• **Exercise aim**
Please copy each of the entries below line for line, keeping every character unchanged.
◆ ◆ ◆ ◆
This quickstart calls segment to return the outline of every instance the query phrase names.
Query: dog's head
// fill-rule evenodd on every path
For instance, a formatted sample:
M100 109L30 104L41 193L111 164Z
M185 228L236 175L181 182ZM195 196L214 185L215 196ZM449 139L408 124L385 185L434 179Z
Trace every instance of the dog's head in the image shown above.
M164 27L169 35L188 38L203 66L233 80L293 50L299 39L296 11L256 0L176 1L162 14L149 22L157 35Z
◆ ◆ ◆ ◆
• **Solved exercise**
This quickstart calls segment to return the outline of every instance the query phrase names.
Query: dog's head
// fill-rule evenodd on every path
For instance, a formatted sample:
M100 109L30 104L41 193L111 164Z
M185 228L236 175L181 182ZM195 196L214 185L215 196ZM449 139L408 124L385 185L434 179Z
Trace every instance of the dog's head in the image shown above.
M164 27L169 35L188 38L203 66L233 80L293 50L299 39L296 11L256 0L176 1L162 14L149 22L157 35Z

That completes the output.